* _提示された抜粋_:
__________
鹿児島大学 医歯学教育開発センター

教員日誌医歯学だより

No.21 オタワ会議

オタワ会議とは、医学教育の分野における学習者評価(試験、成績判定など)を討議する国際学会で、2年毎に行なわれます。今回で16回目となり、久しぶりにオタワでプレカンファレンス2日間と3日間の学会として開催されました。開始された当初はOSCE(客観的臨床実技試験)をいかに導入、実施するかがホットなテーマだったのですが、現在では入試から臨床研修、生涯教育まで、臨床の実践の場の評価も含めて、様々な発表が行なわれます。

最新の話題は、プロフェッショナリズムで求められている能力、資質、臨床の現場で発揮されるコンピテンシーの評価、そして、そのような能力、資質を獲得することのできる入学者の選抜方法などです。コンピテンシーを修得すべき能力とし、客観試験(多肢選択問題形式の国家試験など)とOSCEなどのシミュレーションによる試験を適切に実施し活用することに加え、それでは評価できない能力を指導者が現場で観察し、評価基準に従って定量的に判定するだけではなく、記述(narrative)でポートフォリオに記録していく評価が、正式な研修評価として導入されている国、領域もあります。医学教育における評価は多様化し、変化しています。多肢選択問題の試験の合否だけではなく、医療者に求められている能力を適切に豊かな情報で評価し向上に活用するための進化です。本質的な医療者の評価へのチャレンジです。

評価が学習を促すといわれます。医師、医療者の持つべき臨床能力を医療現場での態度・行動で評価し、その結果を教育・研修に還元することができ、そしてその活動が質の高い教育として評価されるのであれば、医学教育に携わるものとして納得がいきますし、迷いがありません。試験対策という言葉とは縁の無い教育の実践です。

今回の国際学会に世界各国から2000人を超える参加者がありましたが、日本からの参加者は5名のみでした。私は鹿児島大学で現在実施している医学生の成長の過程に関する研究発表をさせていただきました。先進的な取り組みをしている海外の動向を理解し、日本で更に発展させなければいけないという思いを再認識した学会でした。
__________
* _提供された記録_:

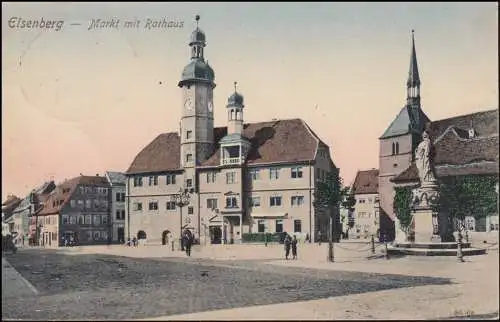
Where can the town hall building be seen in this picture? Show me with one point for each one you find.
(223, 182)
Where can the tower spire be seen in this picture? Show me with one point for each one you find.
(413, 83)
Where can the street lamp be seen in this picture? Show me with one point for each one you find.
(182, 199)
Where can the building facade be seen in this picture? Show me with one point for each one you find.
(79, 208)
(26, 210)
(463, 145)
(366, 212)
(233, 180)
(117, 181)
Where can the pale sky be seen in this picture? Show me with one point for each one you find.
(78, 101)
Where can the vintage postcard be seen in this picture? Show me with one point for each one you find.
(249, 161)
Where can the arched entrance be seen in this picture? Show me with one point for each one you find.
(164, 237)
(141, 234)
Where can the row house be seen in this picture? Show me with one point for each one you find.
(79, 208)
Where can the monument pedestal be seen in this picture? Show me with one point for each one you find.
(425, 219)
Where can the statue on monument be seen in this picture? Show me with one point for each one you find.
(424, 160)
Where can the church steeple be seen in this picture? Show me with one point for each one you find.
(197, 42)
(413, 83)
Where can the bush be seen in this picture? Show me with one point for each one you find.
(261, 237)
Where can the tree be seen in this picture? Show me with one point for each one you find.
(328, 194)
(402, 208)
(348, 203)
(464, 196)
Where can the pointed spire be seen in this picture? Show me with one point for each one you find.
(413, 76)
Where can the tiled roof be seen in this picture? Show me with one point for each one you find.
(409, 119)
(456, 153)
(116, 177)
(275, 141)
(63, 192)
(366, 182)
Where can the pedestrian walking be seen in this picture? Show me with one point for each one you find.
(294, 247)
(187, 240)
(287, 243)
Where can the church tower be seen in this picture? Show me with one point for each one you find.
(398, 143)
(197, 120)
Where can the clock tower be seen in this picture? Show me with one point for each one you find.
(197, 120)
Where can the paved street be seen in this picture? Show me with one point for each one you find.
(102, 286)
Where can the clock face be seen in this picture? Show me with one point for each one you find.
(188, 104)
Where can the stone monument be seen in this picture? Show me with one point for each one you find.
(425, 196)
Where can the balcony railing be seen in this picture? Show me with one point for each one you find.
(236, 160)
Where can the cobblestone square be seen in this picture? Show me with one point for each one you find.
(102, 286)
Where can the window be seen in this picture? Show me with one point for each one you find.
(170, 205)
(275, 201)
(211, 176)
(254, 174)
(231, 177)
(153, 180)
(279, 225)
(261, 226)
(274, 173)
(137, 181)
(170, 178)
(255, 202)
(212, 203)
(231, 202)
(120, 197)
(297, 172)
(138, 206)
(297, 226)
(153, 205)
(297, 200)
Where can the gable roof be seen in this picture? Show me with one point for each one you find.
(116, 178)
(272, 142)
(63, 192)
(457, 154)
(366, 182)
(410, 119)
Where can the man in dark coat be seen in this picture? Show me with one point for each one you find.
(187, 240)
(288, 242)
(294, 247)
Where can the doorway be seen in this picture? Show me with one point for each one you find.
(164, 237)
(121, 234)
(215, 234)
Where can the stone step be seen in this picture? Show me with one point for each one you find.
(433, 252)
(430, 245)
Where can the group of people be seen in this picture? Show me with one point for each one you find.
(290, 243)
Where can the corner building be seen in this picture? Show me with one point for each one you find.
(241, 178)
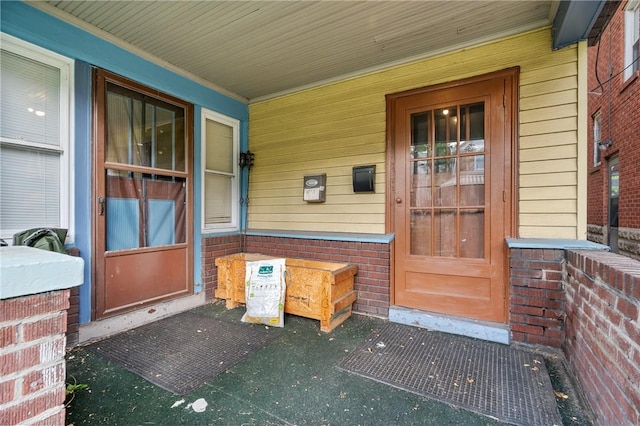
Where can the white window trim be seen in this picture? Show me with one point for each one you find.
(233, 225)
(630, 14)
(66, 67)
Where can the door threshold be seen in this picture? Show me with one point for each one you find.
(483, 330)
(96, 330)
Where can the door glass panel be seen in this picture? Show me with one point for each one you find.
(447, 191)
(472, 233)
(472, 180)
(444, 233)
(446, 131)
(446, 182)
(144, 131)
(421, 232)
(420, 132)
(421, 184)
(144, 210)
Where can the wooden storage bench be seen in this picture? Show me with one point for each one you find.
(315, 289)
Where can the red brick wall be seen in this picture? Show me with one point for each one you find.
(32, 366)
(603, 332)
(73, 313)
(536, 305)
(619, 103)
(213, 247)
__________
* _取り組む課題_:
(1) オタワ会議の文章について、次の問いに答えてください。
(a) オタワ会議は何年毎に行なわれますか。
(b) 記述(narrative)による評価は何に記録されていきますか。
(c) 今回の学会への日本からの参加者は何名でしたか。
(2) オタワ会議の文章のうち、「評価が学習を促すといわれます」から「思いを再認識した学会でした。」までを、その語句も含めてそのまま書き写してください。
これらの記録は、オタワ会議の文章とは関係がありません。

* _課題の解答_:
(1)
(a) 2年毎です。
(b) ポートフォリオに記録されていきます。
(c) 5名でした。

(2)
評価が学習を促すといわれます。医師、医療者の持つべき臨床能力を医療現場での態度・行動で評価し、その結果を教育・研修に還元することができ、そしてその活動が質の高い教育として評価されるのであれば、医学教育に携わるものとして納得がいきますし、迷いがありません。試験対策という言葉とは縁の無い教育の実践です。

今回の国際学会に世界各国から2000人を超える参加者がありましたが、日本からの参加者は5名のみでした。私は鹿児島大学で現在実施している医学生の成長の過程に関する研究発表をさせていただきました。先進的な取り組みをしている海外の動向を理解し、日本で更に発展させなければいけないという思いを再認識した学会でした。